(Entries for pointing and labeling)
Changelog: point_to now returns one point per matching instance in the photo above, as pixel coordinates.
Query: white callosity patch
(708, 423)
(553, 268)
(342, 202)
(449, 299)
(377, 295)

> _Instruction_
Rewrite every line of the records above as a Markdown table with the columns "Row" and "Line," numbering each row and leaving out blank lines.

> _The result_
| Row | Line |
|---|---|
| 1 | Changelog: point_to now returns one point per matching instance in the photo above, as pixel coordinates. |
| 2 | Query: white callosity patch |
| 3 | (708, 423) |
| 4 | (553, 268) |
| 5 | (342, 202) |
| 6 | (449, 299) |
| 7 | (377, 295) |